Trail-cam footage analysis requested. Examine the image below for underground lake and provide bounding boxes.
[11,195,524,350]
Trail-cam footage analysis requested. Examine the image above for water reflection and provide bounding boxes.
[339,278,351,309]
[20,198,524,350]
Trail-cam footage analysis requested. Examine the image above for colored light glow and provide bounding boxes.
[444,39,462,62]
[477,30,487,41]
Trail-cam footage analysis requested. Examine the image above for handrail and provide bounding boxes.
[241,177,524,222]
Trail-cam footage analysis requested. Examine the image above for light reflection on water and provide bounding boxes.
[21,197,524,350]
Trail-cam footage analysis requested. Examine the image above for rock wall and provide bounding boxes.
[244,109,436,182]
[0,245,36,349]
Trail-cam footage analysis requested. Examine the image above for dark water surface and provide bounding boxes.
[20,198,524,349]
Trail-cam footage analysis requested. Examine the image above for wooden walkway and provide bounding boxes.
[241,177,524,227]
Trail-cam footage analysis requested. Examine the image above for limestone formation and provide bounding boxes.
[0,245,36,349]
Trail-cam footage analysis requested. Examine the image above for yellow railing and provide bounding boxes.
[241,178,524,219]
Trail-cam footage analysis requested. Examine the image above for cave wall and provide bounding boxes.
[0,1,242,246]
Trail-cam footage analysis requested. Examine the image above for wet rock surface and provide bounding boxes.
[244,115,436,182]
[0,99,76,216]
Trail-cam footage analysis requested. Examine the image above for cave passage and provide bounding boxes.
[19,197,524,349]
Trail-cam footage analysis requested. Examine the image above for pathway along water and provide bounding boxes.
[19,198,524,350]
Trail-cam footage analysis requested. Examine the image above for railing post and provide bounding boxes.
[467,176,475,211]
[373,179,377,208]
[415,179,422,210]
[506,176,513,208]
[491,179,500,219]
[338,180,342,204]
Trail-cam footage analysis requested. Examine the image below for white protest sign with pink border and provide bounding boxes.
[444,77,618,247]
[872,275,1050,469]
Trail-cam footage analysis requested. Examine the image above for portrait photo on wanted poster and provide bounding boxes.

-------

Your objective: Copy out the rows word for word, starting with the line that contains "glow and provide bounding boxes." and continuing through the last row. Include both of those lines.

Output for this task:
Trail-cam footage analysis requested. Examine the image above for colored light glow and provide bounding boxes.
[444,39,462,62]
[477,30,487,41]
Trail-cam footage analysis requested. Examine the image above for handrail and provide bounding boxes.
[241,177,524,222]
Trail-cam footage analysis requested. Examine the image above for light reflection on water and provide bounding boxes.
[21,197,524,350]
Trail-cam footage analysis requested. Examine the image above for rock wall and provide bounding boxes.
[244,109,436,182]
[0,245,36,349]
Trail-cam footage analysis requested. Examine the image above for dark water surface and provide bounding boxes.
[20,198,524,349]
Trail-cam footage analysis requested. Examine the image above for wooden walkway and provide bounding boxes.
[241,177,524,227]
Trail-cam footage analysis requested. Examine the image above for limestone formation and provide bounding boxes.
[0,245,36,349]
Trail-cam footage analysis requested. Examine the image above for yellow railing and provide bounding boxes.
[241,178,524,219]
Trail-cam footage analysis requested. Examine the image above for cave wall and provide bounding boxes.
[0,1,242,246]
Trail-cam footage analysis requested. Examine the image above for wet rock surface and provide bounding boxes.
[244,115,436,182]
[0,99,76,216]
Trail-cam footage analysis requested. Examine the image above for cave passage and provide bounding boxes.
[19,197,524,349]
Trail-cam footage analysis requested. Examine the image above for pathway along water and provide bounding boxes.
[19,198,524,350]
Trail-cam footage analysis requested. Examine the image above for railing post and provide bounding boxes.
[467,176,475,211]
[373,179,377,208]
[415,179,422,210]
[506,176,513,208]
[491,179,500,219]
[338,180,342,204]
Trail-cam footage analysis requested. Examine the image below for white protest sign with pink border and provide bounding boxes.
[444,77,618,247]
[872,275,1050,469]
Trail-cam footage analysis requested. Examine the image above for portrait photo on wanted poster and provide bounding boxes.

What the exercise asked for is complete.